Dataset excerpt:
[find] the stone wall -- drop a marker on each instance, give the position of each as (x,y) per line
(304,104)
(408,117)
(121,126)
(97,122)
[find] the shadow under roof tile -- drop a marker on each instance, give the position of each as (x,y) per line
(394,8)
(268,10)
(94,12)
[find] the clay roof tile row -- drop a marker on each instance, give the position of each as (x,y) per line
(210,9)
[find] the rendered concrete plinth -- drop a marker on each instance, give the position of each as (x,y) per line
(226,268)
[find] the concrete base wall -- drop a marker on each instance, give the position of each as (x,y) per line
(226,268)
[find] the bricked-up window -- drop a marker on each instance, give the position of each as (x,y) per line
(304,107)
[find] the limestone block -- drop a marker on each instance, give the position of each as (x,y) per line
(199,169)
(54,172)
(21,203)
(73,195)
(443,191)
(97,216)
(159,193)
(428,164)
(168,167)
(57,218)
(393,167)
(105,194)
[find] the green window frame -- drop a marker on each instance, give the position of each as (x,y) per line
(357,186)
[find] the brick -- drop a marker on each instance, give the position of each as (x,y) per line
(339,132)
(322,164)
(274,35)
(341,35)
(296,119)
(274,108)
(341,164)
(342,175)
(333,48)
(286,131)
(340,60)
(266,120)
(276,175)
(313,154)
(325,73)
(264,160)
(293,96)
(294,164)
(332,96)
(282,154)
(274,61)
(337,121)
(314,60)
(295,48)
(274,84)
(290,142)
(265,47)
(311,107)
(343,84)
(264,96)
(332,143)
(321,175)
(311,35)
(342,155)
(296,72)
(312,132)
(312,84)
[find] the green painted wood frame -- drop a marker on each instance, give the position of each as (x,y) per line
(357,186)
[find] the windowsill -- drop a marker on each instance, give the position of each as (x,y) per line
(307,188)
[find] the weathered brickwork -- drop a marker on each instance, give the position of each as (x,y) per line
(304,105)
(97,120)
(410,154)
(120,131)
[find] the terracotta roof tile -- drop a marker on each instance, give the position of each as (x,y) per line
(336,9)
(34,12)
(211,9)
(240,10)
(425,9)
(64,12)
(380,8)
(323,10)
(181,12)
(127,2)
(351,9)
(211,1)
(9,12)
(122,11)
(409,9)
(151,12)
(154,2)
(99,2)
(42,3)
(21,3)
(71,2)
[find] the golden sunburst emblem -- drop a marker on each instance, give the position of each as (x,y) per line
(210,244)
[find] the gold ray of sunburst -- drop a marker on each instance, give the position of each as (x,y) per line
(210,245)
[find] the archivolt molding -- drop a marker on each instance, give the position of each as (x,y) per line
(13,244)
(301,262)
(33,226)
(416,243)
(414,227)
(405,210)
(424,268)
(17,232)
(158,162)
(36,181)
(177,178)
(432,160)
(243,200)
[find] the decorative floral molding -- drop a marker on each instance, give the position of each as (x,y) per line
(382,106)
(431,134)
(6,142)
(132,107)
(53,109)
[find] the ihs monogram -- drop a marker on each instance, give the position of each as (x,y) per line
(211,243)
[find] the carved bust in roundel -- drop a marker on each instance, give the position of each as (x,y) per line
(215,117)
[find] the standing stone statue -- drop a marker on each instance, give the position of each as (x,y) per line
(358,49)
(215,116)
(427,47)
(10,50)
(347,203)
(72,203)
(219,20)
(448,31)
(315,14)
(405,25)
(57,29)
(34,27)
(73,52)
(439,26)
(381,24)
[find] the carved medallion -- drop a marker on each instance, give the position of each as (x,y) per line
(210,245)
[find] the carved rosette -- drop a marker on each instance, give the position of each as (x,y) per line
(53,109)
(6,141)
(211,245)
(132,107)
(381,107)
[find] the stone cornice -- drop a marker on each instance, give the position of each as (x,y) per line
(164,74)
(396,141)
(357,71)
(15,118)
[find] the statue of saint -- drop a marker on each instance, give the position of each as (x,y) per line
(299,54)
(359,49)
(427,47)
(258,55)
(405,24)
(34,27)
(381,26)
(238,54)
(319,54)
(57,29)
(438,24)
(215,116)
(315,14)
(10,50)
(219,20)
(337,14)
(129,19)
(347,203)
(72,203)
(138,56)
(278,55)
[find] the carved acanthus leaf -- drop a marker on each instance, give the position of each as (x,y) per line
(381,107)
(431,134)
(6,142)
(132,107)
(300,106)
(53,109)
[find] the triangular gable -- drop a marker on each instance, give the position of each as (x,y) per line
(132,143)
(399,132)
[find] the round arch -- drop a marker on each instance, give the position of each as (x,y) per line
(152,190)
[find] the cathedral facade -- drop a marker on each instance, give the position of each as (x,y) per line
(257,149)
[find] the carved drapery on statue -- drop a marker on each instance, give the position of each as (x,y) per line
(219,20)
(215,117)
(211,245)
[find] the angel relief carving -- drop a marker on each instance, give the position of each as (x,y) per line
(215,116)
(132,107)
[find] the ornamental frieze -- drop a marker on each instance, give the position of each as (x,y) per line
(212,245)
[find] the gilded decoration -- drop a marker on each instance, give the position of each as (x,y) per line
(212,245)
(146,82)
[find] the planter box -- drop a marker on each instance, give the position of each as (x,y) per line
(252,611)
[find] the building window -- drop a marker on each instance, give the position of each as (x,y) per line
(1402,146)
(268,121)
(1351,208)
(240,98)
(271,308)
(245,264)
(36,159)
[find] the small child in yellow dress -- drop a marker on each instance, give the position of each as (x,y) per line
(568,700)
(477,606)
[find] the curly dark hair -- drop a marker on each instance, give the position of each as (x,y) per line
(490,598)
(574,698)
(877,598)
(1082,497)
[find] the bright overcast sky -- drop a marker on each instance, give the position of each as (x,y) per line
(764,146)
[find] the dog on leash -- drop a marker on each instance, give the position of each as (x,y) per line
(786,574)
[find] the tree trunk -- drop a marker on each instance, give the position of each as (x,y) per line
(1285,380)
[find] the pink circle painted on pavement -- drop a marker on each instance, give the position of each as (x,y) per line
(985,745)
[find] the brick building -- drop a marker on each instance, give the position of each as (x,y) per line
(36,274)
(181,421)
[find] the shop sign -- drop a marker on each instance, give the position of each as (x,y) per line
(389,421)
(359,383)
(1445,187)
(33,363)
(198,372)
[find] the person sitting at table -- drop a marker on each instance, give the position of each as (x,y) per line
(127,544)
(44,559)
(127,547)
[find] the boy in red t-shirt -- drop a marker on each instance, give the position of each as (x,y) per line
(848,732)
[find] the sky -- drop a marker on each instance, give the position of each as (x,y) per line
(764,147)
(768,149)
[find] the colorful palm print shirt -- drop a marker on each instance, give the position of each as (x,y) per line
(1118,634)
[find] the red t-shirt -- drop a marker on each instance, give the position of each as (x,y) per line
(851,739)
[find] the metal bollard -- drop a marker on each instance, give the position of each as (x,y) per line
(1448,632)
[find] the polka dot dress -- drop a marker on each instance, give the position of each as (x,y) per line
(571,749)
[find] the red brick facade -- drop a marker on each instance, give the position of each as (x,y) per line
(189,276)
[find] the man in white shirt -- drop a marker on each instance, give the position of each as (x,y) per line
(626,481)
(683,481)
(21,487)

Exercise directions: Set down every line of the listing above again, exactly as given.

Right answer:
[find] the stone wall -- drop a marker on each instance, give the position of each as (x,y) per line
(304,104)
(408,117)
(121,126)
(97,122)
[find] the shadow under roof tile -- drop a marker on each instance, give the position of each as (x,y) per line
(394,8)
(268,10)
(94,12)
[find] the clay roof tile row -- drop a marker on each instance, give the position of each as (x,y) per line
(210,9)
[find] the rendered concrete plinth -- drop a marker on each instance, give the position of each as (x,y) per line
(226,268)
[find] the concrete base wall -- drop a marker on each instance, give the position of each as (x,y) per line
(226,268)
[find] the bricked-up window -- drop a marker on each instance, give the position of each as (x,y) per line
(304,107)
[find] the limestone block -- drop a marker on each instance, give the position of each as (x,y) per line
(199,169)
(54,172)
(21,203)
(73,195)
(443,191)
(97,216)
(159,193)
(428,164)
(168,167)
(57,218)
(393,167)
(105,194)
[find] the green window frame -- drop a marker on each instance, give the position of each as (x,y) per line
(357,186)
[find] the brick -- drop a marker on each instance, give the position of each as (x,y) per line
(339,132)
(322,164)
(274,35)
(341,35)
(296,119)
(274,108)
(341,164)
(342,175)
(333,48)
(286,131)
(340,60)
(266,120)
(276,175)
(313,154)
(325,73)
(264,160)
(293,96)
(294,164)
(332,96)
(282,154)
(274,61)
(337,121)
(314,60)
(295,48)
(274,84)
(290,142)
(265,47)
(311,107)
(343,84)
(264,96)
(332,143)
(321,175)
(311,35)
(342,155)
(296,72)
(312,132)
(312,84)
[find] the green painted wood frame -- drop a marker on each instance, give the position of each as (x,y) per line
(357,186)
[find] the windowsill -- drop a marker on each instance, give the position of each as (x,y) per line
(307,188)
[find] the weathered brickwork -- drop a marker on each instance, give the position of each as (x,y) per line
(304,105)
(97,120)
(410,154)
(120,131)
[find] the terracotta roof tile -- drop a marker on each instance, give the position of each as (x,y) per line
(336,9)
(34,12)
(211,9)
(240,10)
(425,9)
(64,12)
(380,8)
(323,10)
(181,12)
(127,2)
(351,9)
(211,1)
(9,12)
(122,11)
(409,9)
(151,12)
(154,2)
(99,2)
(42,3)
(21,3)
(71,2)
[find] the golden sunburst emblem -- drop a marker on each instance, give the position of each as (x,y) per line
(210,244)
[find] the gold ray of sunburst -- drop a marker on each instance, give the position of each as (x,y) per line
(210,245)
[find] the archivolt molding -- drop a marker on each instance, give the position of each as (x,y) per line
(13,244)
(301,262)
(33,226)
(416,243)
(414,227)
(405,210)
(424,268)
(17,232)
(158,162)
(36,181)
(177,178)
(432,160)
(243,200)
[find] the decorative floral molding -- drop a marker on each instance, give the position of each as (x,y) per line
(382,106)
(431,134)
(6,142)
(132,107)
(53,109)
[find] the ihs monogram -- drop a marker on each instance, give the position of each as (x,y) per line
(211,243)
[find] the carved bust in roundel -- drop a marker on each instance, give the position of each as (x,y) per line
(215,117)
[find] the standing stone statue -- drop a marker on each instance, give the position of each as (x,y) per line
(358,49)
(215,116)
(427,47)
(10,50)
(347,203)
(72,203)
(219,20)
(448,31)
(315,14)
(405,25)
(57,29)
(34,27)
(73,52)
(439,26)
(381,24)
[find] the carved medallion -- drop a marker on each instance, give the position of each as (x,y) per line
(210,245)
[find] the carved rosette -- drop a marker on each instance, give the position of each as (x,y) per line
(53,109)
(6,141)
(211,245)
(132,107)
(381,107)
[find] the stone cornice -- drop a marker on each instance, give the position of each as (x,y) per line
(164,74)
(396,141)
(357,71)
(15,118)
[find] the statue of saint -- drop a marker on each instance, give the position of each as (x,y) per line
(299,54)
(359,49)
(427,47)
(258,55)
(405,24)
(34,27)
(381,26)
(238,54)
(319,54)
(57,29)
(438,24)
(215,116)
(315,14)
(10,50)
(219,20)
(337,14)
(129,19)
(347,203)
(72,203)
(138,56)
(278,55)
[find] the carved acanthus leaf -- drop a marker on each instance, give the position of each as (x,y) per line
(381,107)
(431,134)
(6,142)
(132,107)
(300,106)
(53,109)
[find] the triangular gable -- drop a marker on each instance, give the position of each as (x,y) per line
(132,143)
(399,132)
[find] the round arch -- drop a marker on each instance, give the position of each as (x,y) per line
(152,190)
[find] the cathedral facade -- drop a marker on each instance, give the position of each as (x,y) per line
(257,149)
[find] the carved drapery on statue -- drop a marker on each instance, give the position of each as (x,y) per line
(219,20)
(215,117)
(211,245)
[find] the angel relief carving -- drop a marker on each instance, give the position of each as (x,y) per line
(215,116)
(132,107)
[find] the ornamental frieze -- drop a marker on each instance, give the position of each as (x,y) per line
(212,245)
[find] the gilded decoration -- drop a marker on each instance, give the position of each as (x,y) per line
(212,245)
(146,82)
[find] the planter box -- drop a marker on each instance, give the position of each as (x,y) per line
(252,611)
[find] the building window -- drop a marker on each instance, give the position of each as (x,y) per line
(1402,146)
(268,121)
(1351,208)
(240,98)
(271,308)
(245,264)
(36,159)
[find] the small child in yellow dress -- drop a marker on each instance, give the position of each as (x,y) per line
(568,700)
(477,606)
[find] the curly dark hair -- drop a marker on each instance, give the position of each as (x,y) per line
(490,598)
(574,698)
(877,598)
(1082,497)
[find] the bright overcast sky -- drop a marker on each instance, give the position of each as (x,y) per line
(764,146)
[find] the dog on leash -- drop a marker on each instance, give the position of each as (x,y) per line
(786,574)
[find] the tree trunk -- drop a marker on each instance, give the position of each as (x,y) per line
(1285,380)
[find] the pink circle painted on pavement -- drop a marker on each instance, give the position of each as (x,y) per line
(985,745)
[find] the brick building -- drop a marker on each instance, give the position of each as (x,y) per line
(36,274)
(181,421)
[find] the shop sign -- drop a marker on each instance, give the position of each as (x,y) per line
(389,421)
(359,383)
(1445,187)
(33,363)
(198,372)
[find] the person sitting at table -- drop a marker on each instance, give the position of each as (x,y) per line
(127,544)
(44,559)
(127,547)
[find] the boy in red t-shirt -- drop a marker on each instance, give the position of each as (x,y) per line
(848,732)
[find] the sky -- drop a marker on each instance, give the position of each as (x,y) per line
(764,147)
(768,149)
[find] the colorful palm print shirt -- drop a marker on each instance, give the position of each as (x,y) per line
(1118,634)
[find] the red t-shirt -- drop a marker on each instance, give the position of each as (x,y) per line
(851,739)
[find] the metal bollard -- drop a marker on each instance, give the position of each as (x,y) per line
(1448,632)
[find] the polka dot dress -- drop a marker on each instance, give the position of each as (x,y) per line
(571,749)
[find] the red brick facade -- drop a marker on each instance, give the position of each as (x,y) per line
(189,276)
[find] the man in white shirt -- drop a marker on each instance, give the position of each as (x,y) per line
(626,481)
(683,481)
(21,487)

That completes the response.